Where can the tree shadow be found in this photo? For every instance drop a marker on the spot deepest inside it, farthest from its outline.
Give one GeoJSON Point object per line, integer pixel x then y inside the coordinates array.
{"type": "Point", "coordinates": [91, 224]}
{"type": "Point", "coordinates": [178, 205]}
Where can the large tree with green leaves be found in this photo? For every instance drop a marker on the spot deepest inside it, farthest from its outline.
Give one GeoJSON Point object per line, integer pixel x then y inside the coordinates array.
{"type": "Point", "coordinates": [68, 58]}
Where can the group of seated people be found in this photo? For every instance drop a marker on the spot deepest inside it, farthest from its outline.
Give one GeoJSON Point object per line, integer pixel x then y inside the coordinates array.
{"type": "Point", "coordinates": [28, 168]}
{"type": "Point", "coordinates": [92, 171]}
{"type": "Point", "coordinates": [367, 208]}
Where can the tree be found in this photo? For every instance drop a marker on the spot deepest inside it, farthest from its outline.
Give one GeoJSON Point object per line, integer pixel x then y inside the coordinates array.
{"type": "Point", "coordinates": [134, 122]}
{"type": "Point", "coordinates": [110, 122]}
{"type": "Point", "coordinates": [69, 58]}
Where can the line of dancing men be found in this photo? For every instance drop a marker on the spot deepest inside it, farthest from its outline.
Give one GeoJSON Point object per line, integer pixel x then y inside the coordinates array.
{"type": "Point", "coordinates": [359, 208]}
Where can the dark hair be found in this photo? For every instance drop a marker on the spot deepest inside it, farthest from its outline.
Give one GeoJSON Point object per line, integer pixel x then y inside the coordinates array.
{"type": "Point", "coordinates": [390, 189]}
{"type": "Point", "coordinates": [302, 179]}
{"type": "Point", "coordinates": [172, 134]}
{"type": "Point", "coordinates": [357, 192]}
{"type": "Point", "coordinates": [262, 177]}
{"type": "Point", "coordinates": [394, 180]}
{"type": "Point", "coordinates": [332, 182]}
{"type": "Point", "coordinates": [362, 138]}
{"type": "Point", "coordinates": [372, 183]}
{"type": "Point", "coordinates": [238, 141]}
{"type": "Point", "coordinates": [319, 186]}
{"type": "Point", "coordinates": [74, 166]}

**STATED PROBLEM**: Repeat every record, keeping each word and mark exactly as it is.

**RESULT**:
Where can the tree shadow be found in this photo? For every instance drop a marker on the spot deepest inside it, farthest from its outline.
Give one GeoJSON Point object per line, integer pixel x then y inside the coordinates array.
{"type": "Point", "coordinates": [91, 224]}
{"type": "Point", "coordinates": [178, 205]}
Where can the large tree with green leaves be found in this photo? For every instance drop a marker on the spot deepest inside it, farthest from its outline.
Give one GeoJSON Point object per line, integer pixel x then y inside the coordinates array.
{"type": "Point", "coordinates": [68, 58]}
Where can the group of seated people be found in this photo? For every instance drop a marker on the spot deepest inside it, farthest from its outline.
Give one GeoJSON Point object per line, integer pixel x then y inside the coordinates array.
{"type": "Point", "coordinates": [28, 168]}
{"type": "Point", "coordinates": [92, 171]}
{"type": "Point", "coordinates": [367, 208]}
Where can the tree be found in this photo? For every instance drop a marker on the spot deepest inside it, farthest from its outline.
Give one GeoJSON Point object per line, integer pixel x then y inside the coordinates array.
{"type": "Point", "coordinates": [134, 122]}
{"type": "Point", "coordinates": [110, 122]}
{"type": "Point", "coordinates": [69, 58]}
Where can the line of dancing men be found in this photo? For every instance drop a marker on the spot deepest inside it, farthest from its outline.
Give one GeoJSON Point object per line, integer pixel x then y inside the coordinates array.
{"type": "Point", "coordinates": [359, 208]}
Where can the dark hair be found in this photo? For every instance drop a marker on the spot deepest inside it, farthest from its outline.
Give one GeoJSON Point object per line, integer pixel x then y inside the coordinates array.
{"type": "Point", "coordinates": [390, 189]}
{"type": "Point", "coordinates": [302, 179]}
{"type": "Point", "coordinates": [172, 134]}
{"type": "Point", "coordinates": [357, 192]}
{"type": "Point", "coordinates": [262, 177]}
{"type": "Point", "coordinates": [394, 180]}
{"type": "Point", "coordinates": [332, 182]}
{"type": "Point", "coordinates": [362, 138]}
{"type": "Point", "coordinates": [372, 183]}
{"type": "Point", "coordinates": [238, 141]}
{"type": "Point", "coordinates": [319, 186]}
{"type": "Point", "coordinates": [74, 166]}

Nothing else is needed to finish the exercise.